Dataset excerpts on object pointing
_ _ _
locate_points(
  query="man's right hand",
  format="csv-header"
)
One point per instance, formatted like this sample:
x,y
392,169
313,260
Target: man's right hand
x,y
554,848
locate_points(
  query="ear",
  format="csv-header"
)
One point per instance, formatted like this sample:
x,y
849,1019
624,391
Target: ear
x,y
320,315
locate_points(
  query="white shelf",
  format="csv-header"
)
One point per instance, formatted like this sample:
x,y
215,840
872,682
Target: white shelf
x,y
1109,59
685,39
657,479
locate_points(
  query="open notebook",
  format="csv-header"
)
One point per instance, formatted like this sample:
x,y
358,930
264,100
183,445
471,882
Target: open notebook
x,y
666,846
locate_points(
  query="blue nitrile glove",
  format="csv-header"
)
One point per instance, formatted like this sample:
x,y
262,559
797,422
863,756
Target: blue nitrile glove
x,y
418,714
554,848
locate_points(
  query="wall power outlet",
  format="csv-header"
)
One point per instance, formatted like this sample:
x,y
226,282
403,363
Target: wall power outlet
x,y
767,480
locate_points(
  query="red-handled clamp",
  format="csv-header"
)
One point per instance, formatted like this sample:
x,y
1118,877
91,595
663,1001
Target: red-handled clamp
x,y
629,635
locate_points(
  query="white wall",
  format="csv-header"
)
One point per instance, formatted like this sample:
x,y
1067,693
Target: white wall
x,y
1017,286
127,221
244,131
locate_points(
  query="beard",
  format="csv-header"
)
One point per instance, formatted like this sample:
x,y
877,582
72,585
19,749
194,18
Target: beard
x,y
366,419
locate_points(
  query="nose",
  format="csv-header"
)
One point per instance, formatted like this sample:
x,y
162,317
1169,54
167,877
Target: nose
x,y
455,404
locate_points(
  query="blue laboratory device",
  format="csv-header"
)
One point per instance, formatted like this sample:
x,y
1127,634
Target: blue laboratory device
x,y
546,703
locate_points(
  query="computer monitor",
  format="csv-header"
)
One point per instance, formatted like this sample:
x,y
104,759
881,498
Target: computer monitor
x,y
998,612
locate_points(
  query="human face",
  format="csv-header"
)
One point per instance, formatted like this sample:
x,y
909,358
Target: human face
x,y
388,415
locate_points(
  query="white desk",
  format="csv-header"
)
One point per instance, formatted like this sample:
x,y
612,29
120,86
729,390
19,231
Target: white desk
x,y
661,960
_ _ _
* [WHAT YOU NEED TO DO] Can you restate every record above word for word?

* [EXERCISE RESPONSE]
locate_points(
  query="man's right hand",
  format="csv-header"
)
One point per instance, formatted like this sample:
x,y
392,169
313,260
Target: man's right hand
x,y
554,848
locate_points(
  query="ear",
  format="csv-header"
)
One point per instance, formatted like this sample:
x,y
849,1019
624,391
Target: ear
x,y
320,315
locate_points(
  query="white shelf",
  format="csv-header"
)
One point per instance, formatted like this sample:
x,y
215,840
872,682
Target: white shelf
x,y
1109,59
685,39
657,479
locate_points(
  query="open notebook",
  format="csv-header"
)
One point per instance, formatted like this sample:
x,y
358,930
264,100
183,445
471,882
Target: open notebook
x,y
666,846
locate_points(
  query="blue nitrile glove",
  format="csv-header"
)
One point per instance, formatted like this sample:
x,y
262,559
797,422
863,756
Target: blue nitrile glove
x,y
418,714
554,848
locate_points(
  query="wall power outlet",
  format="csv-header"
)
One point per instance, formatted like this sample:
x,y
226,282
403,363
Target: wall power outlet
x,y
767,480
locate_points(
  query="red-handled clamp",
  format="csv-header"
)
One point per instance, formatted like this sample:
x,y
1118,877
91,595
663,1001
Target: red-handled clamp
x,y
629,635
locate_points(
  query="white wall",
  format="csv-header"
)
One point per instance, formatted like this sample:
x,y
1067,693
Target: white wall
x,y
1017,286
127,221
244,131
locate_points(
  query="beard",
  format="csv-header"
)
One point per instance, formatted like this sample:
x,y
877,582
72,585
19,749
194,18
Target: beard
x,y
366,419
locate_points(
  query="nose",
  format="csv-header"
)
One point per instance, formatted like this sample:
x,y
162,317
1169,54
167,877
Target: nose
x,y
455,404
locate_points(
  query="blue laboratory device",
  format="csv-header"
)
One point per instance, formatted like this sample:
x,y
1127,634
Target: blue laboratory device
x,y
546,703
locate_points(
  query="computer monitor",
  format="csv-header"
)
One point per instance, formatted like this sample:
x,y
104,759
881,498
Target: computer monitor
x,y
998,612
locate_points(
  query="human face",
  format="csv-header"
)
One point per instance, formatted like this sample:
x,y
909,358
Target: human face
x,y
388,415
locate_points(
  query="white desk",
  format="csv-header"
)
One point per instance, formatted like this sample:
x,y
612,29
120,86
729,390
19,231
Target: white desk
x,y
661,960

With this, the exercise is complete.